物体位置アノテーションデータ
=======

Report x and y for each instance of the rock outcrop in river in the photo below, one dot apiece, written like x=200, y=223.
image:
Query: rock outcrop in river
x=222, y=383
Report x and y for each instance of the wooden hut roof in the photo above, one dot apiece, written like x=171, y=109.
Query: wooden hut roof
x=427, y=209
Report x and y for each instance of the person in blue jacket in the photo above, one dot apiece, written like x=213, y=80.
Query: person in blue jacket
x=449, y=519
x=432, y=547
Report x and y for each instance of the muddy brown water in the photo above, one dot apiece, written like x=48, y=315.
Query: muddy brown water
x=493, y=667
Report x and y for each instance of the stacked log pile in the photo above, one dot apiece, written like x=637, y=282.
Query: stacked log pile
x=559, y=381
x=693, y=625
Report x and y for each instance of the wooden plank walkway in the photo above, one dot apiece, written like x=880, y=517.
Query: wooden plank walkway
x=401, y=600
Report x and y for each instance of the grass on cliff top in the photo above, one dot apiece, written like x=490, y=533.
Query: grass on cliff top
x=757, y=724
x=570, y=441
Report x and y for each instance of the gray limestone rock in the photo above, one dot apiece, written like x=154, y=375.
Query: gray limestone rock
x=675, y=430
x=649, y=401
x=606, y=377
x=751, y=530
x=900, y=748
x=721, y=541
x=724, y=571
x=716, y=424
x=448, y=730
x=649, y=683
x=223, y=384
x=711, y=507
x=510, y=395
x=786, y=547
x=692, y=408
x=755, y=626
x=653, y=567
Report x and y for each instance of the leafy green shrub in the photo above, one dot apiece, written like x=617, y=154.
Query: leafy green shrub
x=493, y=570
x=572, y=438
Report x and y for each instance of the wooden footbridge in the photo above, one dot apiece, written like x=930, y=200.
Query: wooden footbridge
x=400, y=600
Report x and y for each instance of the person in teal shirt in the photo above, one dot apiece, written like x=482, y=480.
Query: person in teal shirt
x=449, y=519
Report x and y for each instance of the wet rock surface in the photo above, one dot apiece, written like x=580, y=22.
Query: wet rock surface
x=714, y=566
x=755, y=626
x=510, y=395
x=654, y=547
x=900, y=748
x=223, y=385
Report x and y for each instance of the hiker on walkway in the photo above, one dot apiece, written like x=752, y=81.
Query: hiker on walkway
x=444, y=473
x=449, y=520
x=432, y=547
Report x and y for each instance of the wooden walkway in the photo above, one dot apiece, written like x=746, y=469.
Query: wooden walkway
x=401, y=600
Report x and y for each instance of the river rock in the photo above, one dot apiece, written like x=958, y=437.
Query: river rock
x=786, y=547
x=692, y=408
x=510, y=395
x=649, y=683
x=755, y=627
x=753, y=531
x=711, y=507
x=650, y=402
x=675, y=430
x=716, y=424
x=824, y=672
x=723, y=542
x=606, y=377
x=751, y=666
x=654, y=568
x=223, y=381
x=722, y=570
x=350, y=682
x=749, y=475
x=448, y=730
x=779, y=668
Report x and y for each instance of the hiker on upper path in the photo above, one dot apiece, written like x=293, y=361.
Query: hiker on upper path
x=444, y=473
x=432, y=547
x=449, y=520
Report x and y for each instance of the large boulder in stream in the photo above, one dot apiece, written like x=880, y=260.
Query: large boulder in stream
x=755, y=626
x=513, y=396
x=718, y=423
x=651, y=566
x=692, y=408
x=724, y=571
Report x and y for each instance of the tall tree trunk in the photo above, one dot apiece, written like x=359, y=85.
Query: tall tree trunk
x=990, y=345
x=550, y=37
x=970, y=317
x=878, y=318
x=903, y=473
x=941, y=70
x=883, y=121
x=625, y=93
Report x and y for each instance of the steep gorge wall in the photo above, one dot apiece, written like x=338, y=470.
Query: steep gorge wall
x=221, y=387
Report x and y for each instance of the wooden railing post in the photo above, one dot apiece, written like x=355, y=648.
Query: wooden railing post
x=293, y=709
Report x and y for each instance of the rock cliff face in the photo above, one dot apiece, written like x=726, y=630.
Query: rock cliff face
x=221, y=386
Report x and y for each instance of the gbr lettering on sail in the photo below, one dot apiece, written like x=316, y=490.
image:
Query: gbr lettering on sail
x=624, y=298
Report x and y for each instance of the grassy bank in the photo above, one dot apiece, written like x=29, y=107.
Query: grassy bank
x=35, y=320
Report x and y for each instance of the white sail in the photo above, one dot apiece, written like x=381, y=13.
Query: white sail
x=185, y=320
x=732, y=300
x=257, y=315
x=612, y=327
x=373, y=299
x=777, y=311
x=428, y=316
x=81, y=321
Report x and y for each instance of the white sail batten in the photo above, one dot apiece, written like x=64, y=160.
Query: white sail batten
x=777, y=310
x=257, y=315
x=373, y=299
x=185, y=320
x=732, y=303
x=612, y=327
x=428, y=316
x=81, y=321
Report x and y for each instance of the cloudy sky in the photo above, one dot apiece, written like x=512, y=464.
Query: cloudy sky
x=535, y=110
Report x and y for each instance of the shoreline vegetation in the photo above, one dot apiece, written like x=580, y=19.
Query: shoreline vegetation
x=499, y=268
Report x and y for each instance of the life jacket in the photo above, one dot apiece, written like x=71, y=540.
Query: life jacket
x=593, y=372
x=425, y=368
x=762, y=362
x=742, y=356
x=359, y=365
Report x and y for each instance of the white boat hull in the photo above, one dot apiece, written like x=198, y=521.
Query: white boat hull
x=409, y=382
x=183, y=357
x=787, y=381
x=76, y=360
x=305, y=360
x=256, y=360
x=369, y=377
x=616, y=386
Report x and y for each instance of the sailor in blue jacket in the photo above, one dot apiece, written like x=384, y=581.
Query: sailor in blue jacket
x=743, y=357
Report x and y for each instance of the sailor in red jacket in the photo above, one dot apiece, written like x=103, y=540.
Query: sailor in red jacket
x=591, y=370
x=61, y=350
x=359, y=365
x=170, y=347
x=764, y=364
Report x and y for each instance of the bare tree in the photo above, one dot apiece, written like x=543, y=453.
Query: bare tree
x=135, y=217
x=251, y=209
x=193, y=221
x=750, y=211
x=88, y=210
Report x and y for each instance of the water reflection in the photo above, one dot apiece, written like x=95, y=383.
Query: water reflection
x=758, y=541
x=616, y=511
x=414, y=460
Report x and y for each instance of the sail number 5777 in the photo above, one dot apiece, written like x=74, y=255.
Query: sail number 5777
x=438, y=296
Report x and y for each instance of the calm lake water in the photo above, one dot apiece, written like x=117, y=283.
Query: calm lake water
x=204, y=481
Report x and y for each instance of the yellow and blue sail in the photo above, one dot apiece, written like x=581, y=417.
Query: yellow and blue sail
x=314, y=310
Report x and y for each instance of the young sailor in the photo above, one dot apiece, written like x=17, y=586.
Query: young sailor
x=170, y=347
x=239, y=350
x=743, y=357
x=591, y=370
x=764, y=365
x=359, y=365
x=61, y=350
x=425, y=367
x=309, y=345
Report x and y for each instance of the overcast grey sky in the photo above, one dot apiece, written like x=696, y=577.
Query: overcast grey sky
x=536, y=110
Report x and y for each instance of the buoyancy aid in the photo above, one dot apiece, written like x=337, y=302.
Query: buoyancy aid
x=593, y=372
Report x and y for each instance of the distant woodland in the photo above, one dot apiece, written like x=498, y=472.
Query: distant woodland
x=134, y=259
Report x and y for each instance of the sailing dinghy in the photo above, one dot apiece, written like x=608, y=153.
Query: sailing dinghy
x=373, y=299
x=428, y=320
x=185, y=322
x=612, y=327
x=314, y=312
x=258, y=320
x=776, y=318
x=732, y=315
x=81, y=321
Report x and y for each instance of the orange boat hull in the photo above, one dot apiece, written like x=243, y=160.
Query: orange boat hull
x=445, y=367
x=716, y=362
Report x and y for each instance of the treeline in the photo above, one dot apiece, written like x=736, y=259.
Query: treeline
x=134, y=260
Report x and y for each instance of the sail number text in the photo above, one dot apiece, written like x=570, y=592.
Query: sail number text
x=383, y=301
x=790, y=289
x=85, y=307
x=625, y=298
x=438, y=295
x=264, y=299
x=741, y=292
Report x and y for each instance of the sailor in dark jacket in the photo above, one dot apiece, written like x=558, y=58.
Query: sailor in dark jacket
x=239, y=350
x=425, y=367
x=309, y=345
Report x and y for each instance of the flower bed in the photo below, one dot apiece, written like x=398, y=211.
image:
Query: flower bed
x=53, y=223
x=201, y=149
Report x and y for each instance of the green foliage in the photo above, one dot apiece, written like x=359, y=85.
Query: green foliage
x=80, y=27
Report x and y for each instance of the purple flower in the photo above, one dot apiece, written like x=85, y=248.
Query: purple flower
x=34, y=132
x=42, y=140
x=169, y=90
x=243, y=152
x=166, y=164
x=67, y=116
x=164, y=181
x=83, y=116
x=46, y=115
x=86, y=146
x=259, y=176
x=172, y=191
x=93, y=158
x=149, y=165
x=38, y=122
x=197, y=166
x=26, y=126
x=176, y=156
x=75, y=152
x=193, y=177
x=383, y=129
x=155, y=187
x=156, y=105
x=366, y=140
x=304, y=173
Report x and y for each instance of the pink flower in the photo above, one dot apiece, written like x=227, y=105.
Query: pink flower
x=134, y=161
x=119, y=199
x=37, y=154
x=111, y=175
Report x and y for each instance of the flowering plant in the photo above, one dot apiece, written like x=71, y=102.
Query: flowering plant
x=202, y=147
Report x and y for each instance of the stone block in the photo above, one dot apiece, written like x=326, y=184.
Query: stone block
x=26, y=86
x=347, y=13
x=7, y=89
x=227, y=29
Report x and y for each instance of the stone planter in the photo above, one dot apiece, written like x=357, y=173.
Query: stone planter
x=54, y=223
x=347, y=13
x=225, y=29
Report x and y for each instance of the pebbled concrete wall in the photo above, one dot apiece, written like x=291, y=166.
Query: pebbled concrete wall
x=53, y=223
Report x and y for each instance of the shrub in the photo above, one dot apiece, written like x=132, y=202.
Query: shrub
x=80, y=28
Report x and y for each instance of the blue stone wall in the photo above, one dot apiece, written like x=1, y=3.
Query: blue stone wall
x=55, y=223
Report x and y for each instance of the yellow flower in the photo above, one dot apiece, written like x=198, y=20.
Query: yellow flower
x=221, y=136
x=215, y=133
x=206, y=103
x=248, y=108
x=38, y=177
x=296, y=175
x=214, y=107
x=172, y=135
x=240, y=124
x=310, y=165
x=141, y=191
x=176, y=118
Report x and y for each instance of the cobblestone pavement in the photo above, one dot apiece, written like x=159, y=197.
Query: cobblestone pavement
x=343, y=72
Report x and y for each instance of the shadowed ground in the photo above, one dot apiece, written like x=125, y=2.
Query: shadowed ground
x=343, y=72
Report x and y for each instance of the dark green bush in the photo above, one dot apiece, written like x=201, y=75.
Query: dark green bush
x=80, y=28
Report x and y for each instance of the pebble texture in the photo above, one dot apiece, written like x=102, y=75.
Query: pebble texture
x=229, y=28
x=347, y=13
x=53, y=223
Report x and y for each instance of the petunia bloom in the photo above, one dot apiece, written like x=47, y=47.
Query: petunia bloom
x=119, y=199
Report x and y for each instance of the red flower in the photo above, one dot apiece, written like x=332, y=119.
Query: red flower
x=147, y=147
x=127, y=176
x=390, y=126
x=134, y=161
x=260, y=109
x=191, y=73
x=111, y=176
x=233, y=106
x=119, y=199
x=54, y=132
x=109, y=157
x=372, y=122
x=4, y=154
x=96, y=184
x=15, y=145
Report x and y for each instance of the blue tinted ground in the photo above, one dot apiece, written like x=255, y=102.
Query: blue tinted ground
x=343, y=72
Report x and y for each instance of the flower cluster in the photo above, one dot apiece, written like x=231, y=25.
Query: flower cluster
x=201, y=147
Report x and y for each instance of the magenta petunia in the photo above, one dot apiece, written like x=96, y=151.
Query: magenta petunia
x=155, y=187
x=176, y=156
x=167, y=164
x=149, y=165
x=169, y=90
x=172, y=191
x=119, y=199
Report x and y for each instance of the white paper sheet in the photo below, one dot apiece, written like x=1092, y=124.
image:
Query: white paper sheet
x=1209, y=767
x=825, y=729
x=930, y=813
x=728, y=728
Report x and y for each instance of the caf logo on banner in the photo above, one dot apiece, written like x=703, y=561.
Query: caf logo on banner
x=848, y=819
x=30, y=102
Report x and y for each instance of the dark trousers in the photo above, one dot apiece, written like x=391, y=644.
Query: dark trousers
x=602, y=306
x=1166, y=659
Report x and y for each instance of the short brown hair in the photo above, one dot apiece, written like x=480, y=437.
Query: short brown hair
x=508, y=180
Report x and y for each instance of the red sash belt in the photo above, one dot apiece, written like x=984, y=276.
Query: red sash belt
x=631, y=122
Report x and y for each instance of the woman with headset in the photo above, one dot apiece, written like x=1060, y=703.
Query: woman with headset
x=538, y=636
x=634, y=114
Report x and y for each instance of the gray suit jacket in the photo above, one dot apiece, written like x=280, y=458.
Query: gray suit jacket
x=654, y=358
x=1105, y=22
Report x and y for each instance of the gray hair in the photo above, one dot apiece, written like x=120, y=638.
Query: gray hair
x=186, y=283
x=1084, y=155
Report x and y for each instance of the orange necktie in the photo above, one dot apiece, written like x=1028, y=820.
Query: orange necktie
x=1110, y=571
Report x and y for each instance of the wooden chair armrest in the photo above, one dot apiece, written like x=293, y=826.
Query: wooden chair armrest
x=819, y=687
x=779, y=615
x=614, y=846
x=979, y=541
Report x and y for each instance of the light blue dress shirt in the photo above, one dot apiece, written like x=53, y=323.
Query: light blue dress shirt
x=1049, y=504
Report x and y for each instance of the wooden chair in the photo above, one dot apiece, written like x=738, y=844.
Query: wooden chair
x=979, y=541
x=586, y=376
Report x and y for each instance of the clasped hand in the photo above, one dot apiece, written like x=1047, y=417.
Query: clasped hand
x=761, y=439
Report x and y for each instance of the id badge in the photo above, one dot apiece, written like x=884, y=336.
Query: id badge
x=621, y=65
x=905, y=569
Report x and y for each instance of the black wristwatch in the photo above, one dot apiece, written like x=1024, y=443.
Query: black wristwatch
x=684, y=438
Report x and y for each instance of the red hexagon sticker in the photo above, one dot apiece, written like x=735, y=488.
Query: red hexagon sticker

=======

- [課題]:
上記レコードの冒頭から「x=572, y=438」を含む行までを、両端の行も含めて一字一句変えずに再現してください。

- [回答]:
Report x and y for each instance of the rock outcrop in river in the photo below, one dot apiece, written like x=200, y=223.
image:
Query: rock outcrop in river
x=222, y=383
Report x and y for each instance of the wooden hut roof in the photo above, one dot apiece, written like x=171, y=109.
Query: wooden hut roof
x=427, y=209
Report x and y for each instance of the person in blue jacket in the photo above, one dot apiece, written like x=213, y=80.
Query: person in blue jacket
x=449, y=519
x=432, y=547
Report x and y for each instance of the muddy brown water in the photo above, one dot apiece, written like x=48, y=315.
Query: muddy brown water
x=493, y=667
Report x and y for each instance of the stacked log pile in the photo above, one dot apiece, written like x=637, y=282.
Query: stacked log pile
x=559, y=381
x=693, y=625
Report x and y for each instance of the wooden plank walkway in the photo above, one dot apiece, written like x=880, y=517.
Query: wooden plank walkway
x=401, y=600
Report x and y for each instance of the grass on cliff top in the photo above, one dot apiece, written like x=490, y=533.
Query: grass on cliff top
x=757, y=724
x=570, y=441
Report x and y for each instance of the gray limestone rock in the photo above, one dot apiece, written like x=154, y=375.
Query: gray limestone rock
x=675, y=430
x=649, y=401
x=606, y=377
x=751, y=530
x=900, y=748
x=721, y=541
x=724, y=571
x=716, y=424
x=448, y=730
x=649, y=683
x=223, y=384
x=711, y=507
x=510, y=395
x=786, y=547
x=692, y=408
x=755, y=626
x=653, y=567
Report x and y for each instance of the leafy green shrub in the photo above, one dot apiece, written like x=617, y=154.
Query: leafy green shrub
x=493, y=570
x=572, y=438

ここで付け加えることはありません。